Arrange every line of the records below as a Markdown table with the columns "Row" and "Text", numbering the rows and skipping blank lines. Leave the pictures out of the table.
** Start of Record extracts **
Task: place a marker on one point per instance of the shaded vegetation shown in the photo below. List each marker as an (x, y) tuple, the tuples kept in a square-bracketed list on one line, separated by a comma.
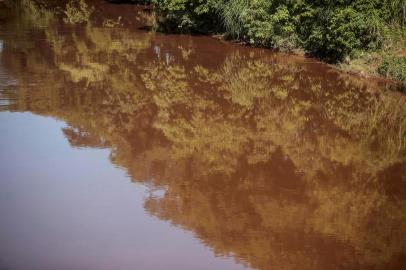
[(333, 30), (257, 153)]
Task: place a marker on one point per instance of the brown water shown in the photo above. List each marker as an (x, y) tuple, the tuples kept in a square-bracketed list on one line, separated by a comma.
[(127, 149)]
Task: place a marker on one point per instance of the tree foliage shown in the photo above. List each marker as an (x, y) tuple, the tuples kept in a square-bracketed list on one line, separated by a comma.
[(330, 29)]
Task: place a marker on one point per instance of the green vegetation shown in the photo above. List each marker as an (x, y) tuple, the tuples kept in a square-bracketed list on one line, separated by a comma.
[(336, 31)]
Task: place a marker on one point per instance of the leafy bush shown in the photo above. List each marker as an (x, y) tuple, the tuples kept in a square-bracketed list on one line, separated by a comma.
[(188, 15), (395, 68), (333, 30)]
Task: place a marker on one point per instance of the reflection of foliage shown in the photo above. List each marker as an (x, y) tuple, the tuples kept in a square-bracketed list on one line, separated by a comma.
[(259, 154), (77, 11)]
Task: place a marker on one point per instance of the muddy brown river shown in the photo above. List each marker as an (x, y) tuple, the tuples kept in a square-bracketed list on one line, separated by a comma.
[(121, 148)]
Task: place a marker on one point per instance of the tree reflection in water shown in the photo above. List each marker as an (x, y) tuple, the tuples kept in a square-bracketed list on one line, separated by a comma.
[(278, 161)]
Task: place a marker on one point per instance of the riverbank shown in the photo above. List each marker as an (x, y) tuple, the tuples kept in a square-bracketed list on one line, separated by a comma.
[(366, 65), (366, 38)]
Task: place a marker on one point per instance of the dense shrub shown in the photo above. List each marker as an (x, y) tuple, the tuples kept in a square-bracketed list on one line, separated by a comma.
[(189, 15), (331, 29)]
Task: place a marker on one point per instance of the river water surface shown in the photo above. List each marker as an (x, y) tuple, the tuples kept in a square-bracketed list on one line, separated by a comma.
[(121, 148)]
** End of Record extracts **
- **Worked solution**
| Row | Text |
|---|---|
| 1 | Task: place a marker on one point per instance of the shaded vegetation shown in the photo below. List each marker as an (x, y) tuple, the tuples kept in a square-bracketed list on one line, separated by a comma. |
| 2 | [(333, 30), (257, 153)] |
| 3 | Task: place a marker on one point per instance of the brown water shown in the photo above. List each marker as an (x, y) tuple, the tuples kept in a square-bracketed list on one line, separated by a comma. |
| 4 | [(127, 149)] |
| 5 | Task: place a marker on one point per instance of the tree foliage shown in the photo above. List each marker as an (x, y) tuple, the tuples kept in a square-bracketed list on one line, separated by a comma. |
| 6 | [(330, 29)] |
| 7 | Task: place a marker on one point per instance of the green vegetation shown in the photo above. List each marker as an (x, y) tuple, the tuples kept in a square-bracketed list on one line, separated by a comma. |
| 8 | [(336, 31)] |
| 9 | Task: place a marker on one point per instance of the leafy bush shown in the photo above. List each marker as an (x, y) tuple, the tuples kept in a square-bracketed list on one line, separated by a comma. |
| 10 | [(188, 15), (395, 68), (333, 30)] |
| 11 | Task: place a marker on one point per instance of the reflection of foliage shown in the photo above. List each marker as an (x, y) tuple, the tuples kept in a square-bracketed list on one line, separated by a comma. |
| 12 | [(259, 154), (77, 11)] |
| 13 | Task: place a marker on one point per instance of the muddy brown river shown in the photo above. List each marker as an (x, y) tuple, the tuples kept in a square-bracketed list on one line, separated by a comma. |
| 14 | [(121, 148)] |
| 15 | Task: place a marker on one point per instance of the tree reflection in water shown in the photo above. List each marker as an (x, y) tuple, the tuples kept in a square-bracketed list on one line, separated by a comma. |
| 16 | [(278, 161)] |
| 17 | Task: place a marker on one point per instance of the riverbank shown in the photo above. List each marker as an (x, y) tuple, the tuples kept in a square-bracketed list on one line, separated by a comma. |
| 18 | [(366, 65), (366, 38)] |
| 19 | Task: place a marker on one point per instance of the dense shrub shown in the photo above. List each marker as an (x, y) tuple, the tuples kept in a square-bracketed list on one line, separated by a comma. |
| 20 | [(189, 15), (331, 29)] |
| 21 | Task: place a marker on one point per instance of the river water surface shown in the photo above. List each marker as an (x, y) tuple, the tuples kept in a square-bracketed list on one line, separated by a comma. |
| 22 | [(121, 148)] |